#### Your goal:
The required output is every entry below, copied exactly.

#### Records provided:
------------

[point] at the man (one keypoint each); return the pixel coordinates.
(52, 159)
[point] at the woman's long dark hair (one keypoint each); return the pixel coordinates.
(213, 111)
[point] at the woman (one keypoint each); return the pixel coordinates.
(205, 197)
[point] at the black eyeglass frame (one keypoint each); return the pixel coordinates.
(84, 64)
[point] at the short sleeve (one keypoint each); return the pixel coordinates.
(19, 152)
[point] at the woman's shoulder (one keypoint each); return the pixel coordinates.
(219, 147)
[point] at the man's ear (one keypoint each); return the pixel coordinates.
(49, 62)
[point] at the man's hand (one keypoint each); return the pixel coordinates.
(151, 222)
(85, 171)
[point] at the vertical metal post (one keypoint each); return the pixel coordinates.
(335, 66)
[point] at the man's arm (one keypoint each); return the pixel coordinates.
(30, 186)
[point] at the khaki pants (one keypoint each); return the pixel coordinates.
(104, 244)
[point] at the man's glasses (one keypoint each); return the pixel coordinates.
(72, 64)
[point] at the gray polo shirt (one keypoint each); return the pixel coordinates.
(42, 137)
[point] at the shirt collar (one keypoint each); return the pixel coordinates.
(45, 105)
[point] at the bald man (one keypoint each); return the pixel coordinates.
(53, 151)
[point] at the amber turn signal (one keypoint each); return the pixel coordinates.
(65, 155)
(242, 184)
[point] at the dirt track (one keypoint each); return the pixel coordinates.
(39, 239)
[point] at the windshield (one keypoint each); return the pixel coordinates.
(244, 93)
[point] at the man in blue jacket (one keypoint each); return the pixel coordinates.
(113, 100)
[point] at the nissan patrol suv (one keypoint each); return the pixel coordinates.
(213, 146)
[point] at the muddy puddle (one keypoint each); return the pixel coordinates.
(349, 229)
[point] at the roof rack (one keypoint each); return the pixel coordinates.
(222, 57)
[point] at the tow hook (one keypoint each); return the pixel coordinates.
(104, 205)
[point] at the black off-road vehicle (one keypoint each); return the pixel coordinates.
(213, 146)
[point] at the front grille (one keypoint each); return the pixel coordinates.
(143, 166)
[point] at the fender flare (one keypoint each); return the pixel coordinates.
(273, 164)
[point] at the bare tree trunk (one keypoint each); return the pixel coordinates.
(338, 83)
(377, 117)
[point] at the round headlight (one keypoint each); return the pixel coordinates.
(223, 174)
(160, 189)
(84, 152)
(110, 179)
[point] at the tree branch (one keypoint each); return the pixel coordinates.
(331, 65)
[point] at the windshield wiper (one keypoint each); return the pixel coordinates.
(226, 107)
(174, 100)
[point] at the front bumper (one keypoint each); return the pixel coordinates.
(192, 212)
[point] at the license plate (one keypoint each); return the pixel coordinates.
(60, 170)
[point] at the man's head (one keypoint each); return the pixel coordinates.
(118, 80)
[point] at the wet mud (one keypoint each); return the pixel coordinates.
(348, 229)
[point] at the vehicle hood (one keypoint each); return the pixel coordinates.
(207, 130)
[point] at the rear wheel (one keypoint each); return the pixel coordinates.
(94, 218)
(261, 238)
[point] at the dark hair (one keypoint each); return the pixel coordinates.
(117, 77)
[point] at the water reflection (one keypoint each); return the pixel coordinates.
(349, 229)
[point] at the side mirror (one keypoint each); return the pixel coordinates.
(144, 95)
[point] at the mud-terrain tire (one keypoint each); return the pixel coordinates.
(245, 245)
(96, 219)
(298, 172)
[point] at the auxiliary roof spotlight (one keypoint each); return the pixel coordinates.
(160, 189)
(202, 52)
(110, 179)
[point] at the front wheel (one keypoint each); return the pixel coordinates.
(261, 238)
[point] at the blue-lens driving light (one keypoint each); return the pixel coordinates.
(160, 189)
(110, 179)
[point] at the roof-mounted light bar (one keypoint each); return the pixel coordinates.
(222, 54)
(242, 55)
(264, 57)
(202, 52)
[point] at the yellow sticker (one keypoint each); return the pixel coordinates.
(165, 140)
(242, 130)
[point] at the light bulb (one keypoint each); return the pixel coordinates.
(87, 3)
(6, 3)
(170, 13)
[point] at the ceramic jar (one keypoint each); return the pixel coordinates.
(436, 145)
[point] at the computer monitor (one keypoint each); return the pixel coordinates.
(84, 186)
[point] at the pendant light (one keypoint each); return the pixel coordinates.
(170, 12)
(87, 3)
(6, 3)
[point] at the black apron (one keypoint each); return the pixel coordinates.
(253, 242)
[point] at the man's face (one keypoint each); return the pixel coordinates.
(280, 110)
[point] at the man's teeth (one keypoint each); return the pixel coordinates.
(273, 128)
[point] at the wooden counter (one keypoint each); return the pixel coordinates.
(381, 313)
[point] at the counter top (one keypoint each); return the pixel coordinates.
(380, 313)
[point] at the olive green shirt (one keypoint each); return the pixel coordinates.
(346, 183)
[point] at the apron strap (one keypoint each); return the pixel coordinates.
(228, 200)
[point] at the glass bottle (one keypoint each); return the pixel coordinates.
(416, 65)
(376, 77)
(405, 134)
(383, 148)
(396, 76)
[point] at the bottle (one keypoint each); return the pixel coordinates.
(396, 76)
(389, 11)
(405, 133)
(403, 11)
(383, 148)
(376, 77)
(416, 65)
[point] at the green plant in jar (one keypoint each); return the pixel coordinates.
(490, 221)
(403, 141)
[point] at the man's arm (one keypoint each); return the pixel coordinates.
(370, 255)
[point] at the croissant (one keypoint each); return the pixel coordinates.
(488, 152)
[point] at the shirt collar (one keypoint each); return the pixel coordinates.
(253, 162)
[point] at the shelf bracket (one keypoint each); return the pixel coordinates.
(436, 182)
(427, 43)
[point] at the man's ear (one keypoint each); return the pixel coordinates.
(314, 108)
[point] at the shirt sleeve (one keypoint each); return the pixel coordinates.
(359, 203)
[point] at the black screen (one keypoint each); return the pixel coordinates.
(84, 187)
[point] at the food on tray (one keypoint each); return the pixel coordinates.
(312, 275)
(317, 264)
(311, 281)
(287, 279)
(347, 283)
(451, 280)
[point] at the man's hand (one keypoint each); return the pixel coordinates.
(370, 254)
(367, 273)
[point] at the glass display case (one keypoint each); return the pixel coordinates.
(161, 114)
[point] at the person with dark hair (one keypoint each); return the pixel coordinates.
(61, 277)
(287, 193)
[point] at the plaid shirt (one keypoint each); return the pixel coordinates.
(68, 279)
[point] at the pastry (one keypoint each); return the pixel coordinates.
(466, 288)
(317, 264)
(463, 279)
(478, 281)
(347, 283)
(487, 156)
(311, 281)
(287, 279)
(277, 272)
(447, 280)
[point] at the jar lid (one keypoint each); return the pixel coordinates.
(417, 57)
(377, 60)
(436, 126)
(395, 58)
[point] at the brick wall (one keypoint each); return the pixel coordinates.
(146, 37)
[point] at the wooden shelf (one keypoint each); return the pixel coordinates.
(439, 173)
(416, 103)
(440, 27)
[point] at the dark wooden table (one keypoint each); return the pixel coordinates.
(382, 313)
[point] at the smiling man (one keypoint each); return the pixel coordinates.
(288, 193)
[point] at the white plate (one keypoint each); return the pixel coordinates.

------------

#### Final answer:
[point] at the man (one keypoint each); return the pixel coordinates.
(52, 159)
[point] at the woman's long dark hair (one keypoint each); return the pixel coordinates.
(213, 111)
[point] at the woman (one keypoint each); return the pixel coordinates.
(205, 197)
[point] at the black eyeglass frame (one keypoint each); return the pixel coordinates.
(84, 64)
[point] at the short sleeve (one keypoint each); return the pixel coordinates.
(19, 152)
[point] at the woman's shoulder (one keypoint each); return the pixel coordinates.
(219, 147)
[point] at the man's ear (one keypoint each); return the pixel coordinates.
(49, 62)
[point] at the man's hand (one keypoint each); return the pixel coordinates.
(151, 222)
(85, 171)
[point] at the vertical metal post (one keypoint each); return the pixel coordinates.
(335, 66)
[point] at the man's arm (one keypoint each); return the pixel coordinates.
(30, 186)
[point] at the khaki pants (one keypoint each); return the pixel coordinates.
(104, 244)
[point] at the man's glasses (one keypoint each); return the pixel coordinates.
(72, 64)
[point] at the gray polo shirt (one keypoint each); return the pixel coordinates.
(42, 137)
[point] at the shirt collar (one keypoint each); return the pixel coordinates.
(45, 105)
[point] at the bald man (one keypoint each); return the pixel coordinates.
(53, 151)
[point] at the amber turn signal (one keypoint each); return the pixel coordinates.
(65, 155)
(242, 184)
[point] at the dirt track (one keypoint each); return the pixel coordinates.
(39, 239)
[point] at the windshield (one keypoint each); return the pixel coordinates.
(244, 93)
[point] at the man in blue jacket (one keypoint each); return the pixel coordinates.
(113, 100)
[point] at the nissan patrol suv (one keypoint each); return the pixel coordinates.
(213, 146)
[point] at the muddy puddle (one keypoint each); return the pixel coordinates.
(349, 229)
[point] at the roof rack (one keypoint each); return the pixel coordinates.
(222, 57)
[point] at the tow hook (one keypoint each); return the pixel coordinates.
(104, 205)
[point] at the black off-road vehicle (one keypoint each); return the pixel coordinates.
(213, 146)
[point] at the front grille (one keypoint each); return the pixel coordinates.
(143, 166)
[point] at the fender flare (one keypoint each); return the pixel coordinates.
(273, 164)
[point] at the bare tree trunk (one keypoint each); return the pixel coordinates.
(338, 83)
(377, 117)
[point] at the round headlight (one keypoint each); return the pixel coordinates.
(223, 174)
(160, 189)
(84, 152)
(110, 179)
[point] at the tree branch (one keypoint each); return the pixel coordinates.
(331, 65)
[point] at the windshield wiper (one keypoint each); return the pixel coordinates.
(226, 107)
(174, 100)
[point] at the front bumper (one keypoint each); return the pixel coordinates.
(192, 212)
[point] at the license plate (one keypoint each); return the pixel coordinates.
(60, 170)
[point] at the man's head (one keypoint each); return the pixel coordinates.
(118, 80)
[point] at the wet mud (one keypoint each); return the pixel coordinates.
(348, 229)
[point] at the vehicle hood (one keypoint each); return the pixel coordinates.
(207, 130)
[point] at the rear wheel (one keypoint each); return the pixel coordinates.
(94, 218)
(261, 238)
[point] at the dark hair (one keypoint each); return the pixel coordinates.
(117, 77)
[point] at the water reflection (one keypoint each); return the pixel coordinates.
(349, 229)
[point] at the side mirror (one keypoint each); return the pixel coordinates.
(144, 95)
[point] at the mud-terrain tire (one keypoint each); return the pixel coordinates.
(245, 245)
(96, 219)
(298, 172)
[point] at the auxiliary roof spotlight (one keypoint each); return the pixel coordinates.
(160, 189)
(202, 52)
(110, 179)
[point] at the front wheel (one keypoint each); return the pixel coordinates.
(261, 238)
[point] at the blue-lens driving light (one keypoint each); return the pixel coordinates.
(160, 189)
(110, 179)
[point] at the roof-mounted light bar (one keypoint each); return the pixel coordinates.
(222, 54)
(242, 55)
(264, 57)
(202, 52)
[point] at the yellow sticker (one keypoint each); return the pixel coordinates.
(165, 140)
(242, 130)
[point] at the light bulb (one keypoint each); return the pixel coordinates.
(87, 3)
(6, 3)
(170, 13)
[point] at the ceramic jar (one keypoint each); return the pixel coordinates.
(436, 145)
[point] at the computer monitor (one keypoint each); return the pixel coordinates.
(84, 186)
[point] at the pendant light (one keypoint each); return the pixel coordinates.
(170, 12)
(87, 3)
(6, 3)
[point] at the black apron (one keypoint each); return the pixel coordinates.
(253, 242)
[point] at the man's face (one keypoint each); return the pixel coordinates.
(280, 110)
[point] at the man's teeth (one keypoint each); return the pixel coordinates.
(273, 128)
[point] at the wooden counter (one keypoint each); return the pixel coordinates.
(381, 313)
[point] at the counter top (one keypoint each); return the pixel coordinates.
(380, 313)
[point] at the olive green shirt (one keypoint each); return the pixel coordinates.
(346, 183)
[point] at the apron strap (one keypoint each); return the pixel coordinates.
(228, 200)
[point] at the glass bottle (one keypoint each); return the pixel coordinates.
(416, 65)
(376, 77)
(405, 134)
(383, 148)
(396, 76)
[point] at the bottle (one keypoint each); return the pixel coordinates.
(396, 76)
(389, 11)
(405, 133)
(403, 11)
(383, 148)
(376, 77)
(416, 65)
[point] at the green plant in jar (one keypoint each); return the pixel coordinates.
(490, 221)
(403, 141)
[point] at the man's arm (one keypoint each); return the pixel coordinates.
(370, 255)
[point] at the croissant (one keypoint each); return the pixel coordinates.
(488, 152)
[point] at the shirt collar (one keypoint each); return the pixel coordinates.
(253, 162)
[point] at the shelf bracket (one keypoint each); return the pixel coordinates.
(436, 182)
(427, 43)
[point] at the man's ear (one keypoint each); return the pixel coordinates.
(314, 108)
[point] at the shirt sleeve (one keypoint each); return the pixel coordinates.
(359, 203)
[point] at the black screen (one keypoint each); return the pixel coordinates.
(84, 187)
[point] at the food on tray (one keypoint each); return the pixel coordinates.
(312, 275)
(317, 264)
(311, 281)
(287, 279)
(347, 283)
(451, 280)
[point] at the man's hand (one keypoint each); return the pixel coordinates.
(370, 254)
(367, 273)
[point] at the glass display case (one keypoint each); return the pixel coordinates.
(161, 114)
[point] at the person with dark hair (one keypoint each); return the pixel coordinates.
(61, 277)
(287, 193)
[point] at the plaid shirt (one keypoint each); return the pixel coordinates.
(68, 279)
[point] at the pastry (one keypoint each); return the pixel coordinates.
(466, 288)
(317, 264)
(463, 279)
(478, 281)
(347, 283)
(487, 156)
(311, 281)
(287, 279)
(277, 272)
(447, 280)
[point] at the jar lid (one keypoint each); return the pixel coordinates.
(417, 57)
(377, 60)
(436, 126)
(395, 58)
[point] at the brick wall (one keypoint each); return the pixel coordinates.
(146, 37)
[point] at the wooden shelf (one keypoint each); return the pixel coordinates.
(439, 173)
(416, 103)
(440, 27)
[point] at the dark wooden table (one keypoint each); return the pixel coordinates.
(382, 313)
[point] at the smiling man (one keypoint each); return the pixel coordinates.
(288, 193)
[point] at the white plate (one keypoint each); return the pixel coordinates.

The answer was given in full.